START

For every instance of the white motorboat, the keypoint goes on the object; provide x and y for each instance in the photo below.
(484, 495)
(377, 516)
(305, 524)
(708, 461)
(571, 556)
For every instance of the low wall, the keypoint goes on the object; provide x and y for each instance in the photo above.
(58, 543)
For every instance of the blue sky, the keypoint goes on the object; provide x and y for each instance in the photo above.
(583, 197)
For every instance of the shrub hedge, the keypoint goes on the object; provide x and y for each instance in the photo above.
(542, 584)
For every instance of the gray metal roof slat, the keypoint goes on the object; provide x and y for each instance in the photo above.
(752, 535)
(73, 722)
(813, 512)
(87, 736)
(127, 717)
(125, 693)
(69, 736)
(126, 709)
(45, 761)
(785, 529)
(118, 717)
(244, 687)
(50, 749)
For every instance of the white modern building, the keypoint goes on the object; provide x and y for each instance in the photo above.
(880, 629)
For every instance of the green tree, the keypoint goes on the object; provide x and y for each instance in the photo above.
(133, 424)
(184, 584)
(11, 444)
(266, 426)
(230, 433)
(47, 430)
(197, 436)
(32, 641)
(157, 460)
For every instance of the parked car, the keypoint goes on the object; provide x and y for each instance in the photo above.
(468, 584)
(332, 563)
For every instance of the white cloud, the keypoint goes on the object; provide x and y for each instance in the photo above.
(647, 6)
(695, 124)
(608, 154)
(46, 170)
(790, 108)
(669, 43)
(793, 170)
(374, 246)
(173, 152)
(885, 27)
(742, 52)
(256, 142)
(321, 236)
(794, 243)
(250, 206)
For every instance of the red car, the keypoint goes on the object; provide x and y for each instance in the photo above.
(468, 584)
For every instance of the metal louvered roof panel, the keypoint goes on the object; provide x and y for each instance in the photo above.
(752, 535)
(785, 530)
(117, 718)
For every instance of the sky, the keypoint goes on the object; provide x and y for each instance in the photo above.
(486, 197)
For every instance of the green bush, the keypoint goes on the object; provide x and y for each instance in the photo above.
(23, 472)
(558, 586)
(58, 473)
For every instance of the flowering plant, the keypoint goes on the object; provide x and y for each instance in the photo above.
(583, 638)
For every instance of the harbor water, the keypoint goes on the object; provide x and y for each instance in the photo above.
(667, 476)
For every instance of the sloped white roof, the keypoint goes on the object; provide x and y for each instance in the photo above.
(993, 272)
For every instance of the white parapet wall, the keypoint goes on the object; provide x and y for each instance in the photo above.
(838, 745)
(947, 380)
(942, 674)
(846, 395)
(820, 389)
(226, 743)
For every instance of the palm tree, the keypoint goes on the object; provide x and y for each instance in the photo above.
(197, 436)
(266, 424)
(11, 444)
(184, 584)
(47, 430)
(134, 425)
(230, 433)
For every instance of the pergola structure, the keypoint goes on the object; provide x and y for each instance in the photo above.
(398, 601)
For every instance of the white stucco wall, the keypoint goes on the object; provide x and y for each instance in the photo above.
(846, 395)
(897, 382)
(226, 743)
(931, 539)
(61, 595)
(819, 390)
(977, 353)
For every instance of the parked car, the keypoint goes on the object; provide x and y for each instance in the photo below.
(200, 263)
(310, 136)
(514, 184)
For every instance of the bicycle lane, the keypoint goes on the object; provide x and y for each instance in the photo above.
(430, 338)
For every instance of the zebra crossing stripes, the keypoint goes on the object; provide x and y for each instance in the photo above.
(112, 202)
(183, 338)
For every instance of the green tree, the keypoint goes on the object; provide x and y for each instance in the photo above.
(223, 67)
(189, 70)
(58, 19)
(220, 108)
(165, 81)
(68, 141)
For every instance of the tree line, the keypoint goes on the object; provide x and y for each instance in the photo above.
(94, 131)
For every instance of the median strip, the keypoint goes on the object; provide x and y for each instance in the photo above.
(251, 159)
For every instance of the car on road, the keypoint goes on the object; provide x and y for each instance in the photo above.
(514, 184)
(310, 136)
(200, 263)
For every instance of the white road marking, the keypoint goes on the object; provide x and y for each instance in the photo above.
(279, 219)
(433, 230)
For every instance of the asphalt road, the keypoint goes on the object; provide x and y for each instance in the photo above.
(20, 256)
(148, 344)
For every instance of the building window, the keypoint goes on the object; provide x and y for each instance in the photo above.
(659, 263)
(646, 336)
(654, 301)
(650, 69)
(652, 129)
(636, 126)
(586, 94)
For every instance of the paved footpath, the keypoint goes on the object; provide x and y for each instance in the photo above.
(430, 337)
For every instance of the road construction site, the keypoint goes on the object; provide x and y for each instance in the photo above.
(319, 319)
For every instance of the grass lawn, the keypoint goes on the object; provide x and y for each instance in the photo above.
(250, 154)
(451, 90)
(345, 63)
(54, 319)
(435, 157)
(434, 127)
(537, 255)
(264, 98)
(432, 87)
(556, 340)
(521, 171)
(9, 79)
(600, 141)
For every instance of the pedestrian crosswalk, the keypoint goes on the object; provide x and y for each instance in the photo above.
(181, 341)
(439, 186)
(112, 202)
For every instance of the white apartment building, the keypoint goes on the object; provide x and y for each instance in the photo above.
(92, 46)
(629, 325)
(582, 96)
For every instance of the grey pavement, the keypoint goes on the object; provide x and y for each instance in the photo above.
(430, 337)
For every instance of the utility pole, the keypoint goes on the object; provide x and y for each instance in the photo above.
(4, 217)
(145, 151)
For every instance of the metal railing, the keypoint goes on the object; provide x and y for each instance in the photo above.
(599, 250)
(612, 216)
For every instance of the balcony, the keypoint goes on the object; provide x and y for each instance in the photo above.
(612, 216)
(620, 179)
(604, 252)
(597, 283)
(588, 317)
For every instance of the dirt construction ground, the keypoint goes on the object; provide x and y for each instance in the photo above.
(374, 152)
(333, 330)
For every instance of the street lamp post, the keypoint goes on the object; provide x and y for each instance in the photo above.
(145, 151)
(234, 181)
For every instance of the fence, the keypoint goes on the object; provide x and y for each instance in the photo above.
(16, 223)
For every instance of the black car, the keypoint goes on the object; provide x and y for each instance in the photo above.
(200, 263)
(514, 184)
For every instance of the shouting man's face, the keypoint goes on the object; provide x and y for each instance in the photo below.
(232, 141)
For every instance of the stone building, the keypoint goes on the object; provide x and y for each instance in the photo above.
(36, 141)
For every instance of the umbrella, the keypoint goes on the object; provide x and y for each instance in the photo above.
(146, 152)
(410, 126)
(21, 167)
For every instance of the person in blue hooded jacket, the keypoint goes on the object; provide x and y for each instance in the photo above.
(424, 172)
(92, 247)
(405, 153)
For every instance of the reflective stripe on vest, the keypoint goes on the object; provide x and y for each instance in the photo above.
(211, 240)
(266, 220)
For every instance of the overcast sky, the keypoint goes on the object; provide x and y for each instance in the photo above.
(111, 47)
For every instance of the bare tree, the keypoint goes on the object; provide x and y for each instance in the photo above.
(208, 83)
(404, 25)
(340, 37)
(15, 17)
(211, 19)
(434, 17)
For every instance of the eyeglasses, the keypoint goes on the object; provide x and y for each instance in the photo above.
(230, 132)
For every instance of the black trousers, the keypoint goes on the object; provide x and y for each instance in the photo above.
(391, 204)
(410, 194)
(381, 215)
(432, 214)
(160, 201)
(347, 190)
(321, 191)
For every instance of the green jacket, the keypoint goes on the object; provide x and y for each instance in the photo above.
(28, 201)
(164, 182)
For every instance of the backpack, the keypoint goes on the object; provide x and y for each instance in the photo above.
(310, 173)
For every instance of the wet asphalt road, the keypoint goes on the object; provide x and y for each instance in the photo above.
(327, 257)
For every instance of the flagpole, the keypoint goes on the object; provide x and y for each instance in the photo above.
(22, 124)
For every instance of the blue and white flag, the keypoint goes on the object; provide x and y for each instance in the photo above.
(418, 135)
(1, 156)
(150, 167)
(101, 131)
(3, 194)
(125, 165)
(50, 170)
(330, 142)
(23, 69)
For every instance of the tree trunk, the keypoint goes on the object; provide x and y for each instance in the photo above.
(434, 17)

END

### Your goal
Swap "tree trunk" for "lamppost" in the records, starting at the line that contains "For every instance of the flagpole, the" and ending at the last line of the records, and give back those lines with everything else left unchanged.

### Problem solution
For every instance of the flagpole, the keypoint goes on the object; provide x and y for each instance in the photo above.
(22, 124)
For every instance of the blue and white flag, the keypoint goes on the object; provide x and y for each instance in the photo above.
(418, 135)
(1, 156)
(150, 167)
(101, 131)
(3, 194)
(125, 165)
(50, 170)
(330, 142)
(23, 69)
For every instance of the lamppost, the keypoint goes on the object; provide x and y for each instance in the photo above.
(434, 17)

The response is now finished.